Dear Elizabeth: I’m currently a technical project contributor, but I would like to be a project manager. In my experience, technical leads don’t always have the people skills necessary to manage teams and processes. What soft skills do I need to develop in order to be successful as a project manager? —Climbing the Career Ladder

Dear Climbing: First, congratulations on having clear career goals and knowing where you want to go. Being a project manager is a fantastic career move, if I do say so myself!

I think it’s also great that you are aware that people skills are important. Working on your interpersonal skills, and being aware of what’s needed to succeed as a project manager, will give you a huge advantage when it comes to being interviewed for the job.

So, what sort of skills should you be developing? Here are my top three.

Skill #1: Asking people to do things without being rude, especially when they don’t work for you.

You most likely will work in a matrix environment where the team members on the project have a line manager somewhere else in the business. They won’t work directly for you. Therefore, asking them to do anything is an exercise in tact and negotiation. It’s likely they also have day jobs to keep up with and other project managers asking for their time. Learn how to delegate work and get commitment to deliver tasks without being seen as domineering.

Skill #2: Noticing when people are struggling and stepping in to offer just the right amount of help.

No one likes to be micromanaged, but the alternative can be letting your team members get on with their work only to find out they weren’t actually doing anything after all. There is a fine balance between asking for updates to the point of annoying your team and leaving them to their own devices.

Work on finding the sweet spot between those two extremes. I recommend using weekly check-ins to ask the probing questions about progress and step in to keep things moving if you need to.

* **Records provided**
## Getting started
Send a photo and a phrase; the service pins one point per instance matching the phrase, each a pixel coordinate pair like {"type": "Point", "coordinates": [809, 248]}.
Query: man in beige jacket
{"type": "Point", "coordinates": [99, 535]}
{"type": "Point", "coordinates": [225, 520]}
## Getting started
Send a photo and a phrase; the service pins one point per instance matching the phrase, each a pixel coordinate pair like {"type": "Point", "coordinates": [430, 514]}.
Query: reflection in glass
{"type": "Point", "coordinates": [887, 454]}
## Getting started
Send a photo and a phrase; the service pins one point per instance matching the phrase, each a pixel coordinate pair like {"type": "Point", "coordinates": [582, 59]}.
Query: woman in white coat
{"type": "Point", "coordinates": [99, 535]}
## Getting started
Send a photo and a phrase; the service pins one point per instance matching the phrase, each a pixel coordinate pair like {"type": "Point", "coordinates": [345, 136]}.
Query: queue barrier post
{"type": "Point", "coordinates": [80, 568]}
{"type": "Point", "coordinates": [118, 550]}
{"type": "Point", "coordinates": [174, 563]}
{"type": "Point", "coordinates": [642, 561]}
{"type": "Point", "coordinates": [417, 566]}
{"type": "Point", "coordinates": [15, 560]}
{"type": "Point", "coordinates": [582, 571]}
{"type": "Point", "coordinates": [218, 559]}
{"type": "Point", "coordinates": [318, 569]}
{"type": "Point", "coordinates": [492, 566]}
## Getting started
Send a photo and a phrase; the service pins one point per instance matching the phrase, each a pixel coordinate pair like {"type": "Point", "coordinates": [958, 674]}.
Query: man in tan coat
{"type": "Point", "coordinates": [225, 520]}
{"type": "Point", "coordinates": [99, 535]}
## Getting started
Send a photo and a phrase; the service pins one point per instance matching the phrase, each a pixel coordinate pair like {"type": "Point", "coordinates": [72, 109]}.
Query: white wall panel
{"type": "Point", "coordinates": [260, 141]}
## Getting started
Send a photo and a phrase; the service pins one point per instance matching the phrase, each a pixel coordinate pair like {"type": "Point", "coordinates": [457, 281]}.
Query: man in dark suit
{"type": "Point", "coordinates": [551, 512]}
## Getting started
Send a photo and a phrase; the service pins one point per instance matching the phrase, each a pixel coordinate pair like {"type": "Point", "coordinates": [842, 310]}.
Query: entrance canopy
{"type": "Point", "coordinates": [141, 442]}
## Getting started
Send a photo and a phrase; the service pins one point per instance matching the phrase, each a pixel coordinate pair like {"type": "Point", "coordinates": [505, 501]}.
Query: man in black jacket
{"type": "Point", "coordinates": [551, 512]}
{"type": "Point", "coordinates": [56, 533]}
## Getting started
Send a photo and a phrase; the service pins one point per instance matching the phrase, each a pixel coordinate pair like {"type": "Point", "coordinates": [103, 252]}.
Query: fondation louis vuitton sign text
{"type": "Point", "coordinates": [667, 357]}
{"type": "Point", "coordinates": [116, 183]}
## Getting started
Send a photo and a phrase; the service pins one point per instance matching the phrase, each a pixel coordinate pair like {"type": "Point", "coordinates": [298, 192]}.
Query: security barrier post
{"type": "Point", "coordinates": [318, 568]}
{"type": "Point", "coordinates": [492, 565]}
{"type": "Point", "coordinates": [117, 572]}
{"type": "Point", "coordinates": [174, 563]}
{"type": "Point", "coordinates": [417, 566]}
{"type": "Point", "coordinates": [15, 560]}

* **Problems and tasks**
1 - Transcribe from the career advice letter, starting at "Skill #1: Asking" and ending at "seen as domineering.".
2 - Go on with the letter on project management skills, picking up after its last sentence.

* **Task answers**
1 -
Skill #1: Asking people to do things without being rude, especially when they don’t work for you.

You most likely will work in a matrix environment where the team members on the project have a line manager somewhere else in the business. They won’t work directly for you. Therefore, asking them to do anything is an exercise in tact and negotiation. It’s likely they also have day jobs to keep up with and other project managers asking for their time. Learn how to delegate work and get commitment to deliver tasks without being seen as domineering.

2 -
Being able to uncover and understand why progress isn’t happening is also important. It could be that the individual needs training, confidence, more time, less stress, or something else. It will be your job to identify those issues and support the team. You’ll need to know them well enough as individuals to be able to do that.

Skill #3: Being able to say the things no one else wants to say to protect the project and the team.

A huge part of being a project manager is communication skills. You need the confidence and communication skills to to speak up when it’s necessary. The sponsor wants a ridiculous change? It’s your job to explain why you think it’s ridiculous, but she can have it if she wants and the implications would be X, Y, and Z. The head of department wants everything delivered by Friday? When your team just spent a month working overtime to hit the next milestone, you know you’ll have mutiny if you push them harder. You’ll have to explain why that isn’t possible with the current resources.

You may need to have some tough discussions with your team too. It’s easy to talk about hitting milestones, delivering benefits, and creating awesome stuff. The hard part comes when you make mistakes and have to own up to them, when you need to say no to people, and when you have to challenge decisions and report failures.

You need to protect your team from the office politics that all this brings, so being able to handle conflict, stay unruffled, and yet still celebrate success all contribute to the interpersonal skills you’ll need to succeed as a PM.

Good luck!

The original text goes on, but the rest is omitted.